Isabel Coixet, Director & Writer of The Bookshop

Books help us all understand life as we flip through the pages. Each page invites us into the author’s mind. The Bookshop expresses the hardships of opening one of the first book stores in England. This film is inspired acclaimed novel with the same title by Penelope Fitzgerald. Isabel Coixet expresses her film origins and goes more in depth about the main character.

ATM: Take me through the preparations for this film.

IC: I discovered Penelope Fitzgerald novel many years ago and I was completely taken by it: the tone, dry, never sentimental, the main character, Florence Green (I felt an instant connection with her) the subject, the banality of evil… I fought for 7 years to take the novel to the screen. We live in times where if you want to make a 100 million dollar film about superheroes, it’s kind of easy, but if you want to tell stories of a modest woman wanting to open a little bookshop in a little town, then be prepared to be really patient and stubborn.

 ATM: Explain how receiving an 8mm camera as a communion present stirred your passion for film making.    

IC: I always, since I can remember, wanted to be a filmmaker and my parents gave me the super 8mm camera because I couldn’t stop pestering them about it. I loved it and I made many very silly films with it with my friends and cousins. This helped me to have a clear idea about what “directed by” meant.

__TASK INSTRUCTIONS__
Can you write out, word for word, the part of the Isabel Coixet interview starting at "IC: I discovered" and ending at "for film making."?

__GIVEN DATA__
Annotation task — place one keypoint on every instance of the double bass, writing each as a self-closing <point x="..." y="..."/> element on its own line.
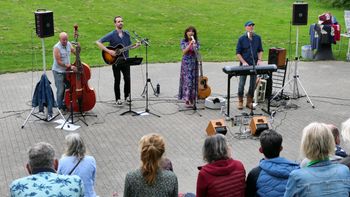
<point x="79" y="92"/>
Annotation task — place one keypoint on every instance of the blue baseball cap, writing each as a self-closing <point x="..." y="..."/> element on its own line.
<point x="248" y="23"/>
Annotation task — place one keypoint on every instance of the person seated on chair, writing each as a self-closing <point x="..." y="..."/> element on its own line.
<point x="270" y="177"/>
<point x="320" y="177"/>
<point x="75" y="161"/>
<point x="345" y="132"/>
<point x="339" y="151"/>
<point x="150" y="179"/>
<point x="222" y="175"/>
<point x="43" y="179"/>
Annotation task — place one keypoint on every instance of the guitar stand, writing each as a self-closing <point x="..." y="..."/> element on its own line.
<point x="194" y="108"/>
<point x="129" y="111"/>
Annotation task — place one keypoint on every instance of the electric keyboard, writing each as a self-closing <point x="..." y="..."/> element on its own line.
<point x="244" y="70"/>
<point x="248" y="70"/>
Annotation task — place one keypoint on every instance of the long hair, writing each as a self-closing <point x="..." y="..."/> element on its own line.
<point x="152" y="148"/>
<point x="190" y="28"/>
<point x="75" y="146"/>
<point x="317" y="141"/>
<point x="345" y="130"/>
<point x="215" y="148"/>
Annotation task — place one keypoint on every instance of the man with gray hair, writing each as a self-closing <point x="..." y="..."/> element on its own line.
<point x="43" y="179"/>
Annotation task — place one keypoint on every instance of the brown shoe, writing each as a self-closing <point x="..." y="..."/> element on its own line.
<point x="240" y="103"/>
<point x="249" y="102"/>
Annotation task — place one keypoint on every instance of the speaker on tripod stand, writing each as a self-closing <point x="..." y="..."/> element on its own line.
<point x="44" y="23"/>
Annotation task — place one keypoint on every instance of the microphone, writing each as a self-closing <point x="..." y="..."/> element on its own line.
<point x="134" y="32"/>
<point x="250" y="35"/>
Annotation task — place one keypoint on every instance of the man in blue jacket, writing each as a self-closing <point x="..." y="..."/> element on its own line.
<point x="270" y="177"/>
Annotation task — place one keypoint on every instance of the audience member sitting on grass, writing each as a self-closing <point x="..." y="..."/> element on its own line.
<point x="321" y="177"/>
<point x="338" y="150"/>
<point x="345" y="132"/>
<point x="222" y="176"/>
<point x="150" y="179"/>
<point x="270" y="177"/>
<point x="43" y="179"/>
<point x="74" y="161"/>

__YOUR RESPONSE__
IC: I discovered Penelope Fitzgerald novel many years ago and I was completely taken by it: the tone, dry, never sentimental, the main character, Florence Green (I felt an instant connection with her) the subject, the banality of evil… I fought for 7 years to take the novel to the screen. We live in times where if you want to make a 100 million dollar film about superheroes, it’s kind of easy, but if you want to tell stories of a modest woman wanting to open a little bookshop in a little town, then be prepared to be really patient and stubborn.

 ATM: Explain how receiving an 8mm camera as a communion present stirred your passion for film making.